WORK INSTRUCTIONS: Please render each line of the records below as a JSON list of strings, one string per line, with blank lines omitted. Leave the pictures out of your answer.

WORKING DATA:
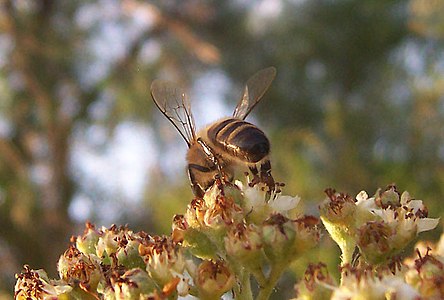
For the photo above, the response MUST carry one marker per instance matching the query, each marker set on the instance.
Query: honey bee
(215, 151)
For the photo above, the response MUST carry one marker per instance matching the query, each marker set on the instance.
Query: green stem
(245, 292)
(275, 274)
(259, 276)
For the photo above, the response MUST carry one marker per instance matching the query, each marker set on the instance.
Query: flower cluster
(232, 234)
(237, 235)
(379, 226)
(418, 277)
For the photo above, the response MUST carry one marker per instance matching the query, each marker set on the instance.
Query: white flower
(256, 199)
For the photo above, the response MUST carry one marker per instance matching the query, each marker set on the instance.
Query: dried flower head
(35, 284)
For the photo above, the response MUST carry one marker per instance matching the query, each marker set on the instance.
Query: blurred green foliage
(357, 103)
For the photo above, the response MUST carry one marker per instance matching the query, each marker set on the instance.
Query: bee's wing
(255, 88)
(173, 102)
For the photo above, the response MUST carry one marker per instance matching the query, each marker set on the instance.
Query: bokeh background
(358, 103)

WRITTEN SOLUTION:
[
  "For the photo above, the response MUST carry one marker per instance matching the query, each marker set on the instance.",
  "Query: honey bee",
  "(215, 151)",
  "For the photo above, the response MUST carry one marker per instance matching the query, each marker set on the instance.",
  "Query: green stem",
  "(245, 292)",
  "(275, 274)",
  "(259, 276)",
  "For the photo above, the response MUST carry one marker per instance matching the query, each marker set on the instance.",
  "Query: flower cluster",
  "(232, 234)",
  "(237, 235)",
  "(379, 226)",
  "(418, 277)",
  "For the photo above, the response MUST carry one marker per instance matching the query, each marker set on the instance.",
  "Query: white flower",
  "(256, 199)",
  "For the photo above, the response MUST carry one marker per instance matching the query, each marker set on the instance.",
  "Query: dried flower head",
  "(35, 284)",
  "For the photo above, the response MUST carry one marker per instance matching the query, each marker set on the instance.",
  "Query: blurred green foliage",
  "(357, 103)",
  "For the photo above, the response MUST carry one marker per instance matching the query, each marker set on the instance.",
  "Query: bee's wing",
  "(255, 88)",
  "(173, 102)",
  "For the photo above, the response MUST carry one marker per instance matching the query, each marker set on the instance.",
  "Query: bokeh background",
  "(358, 103)"
]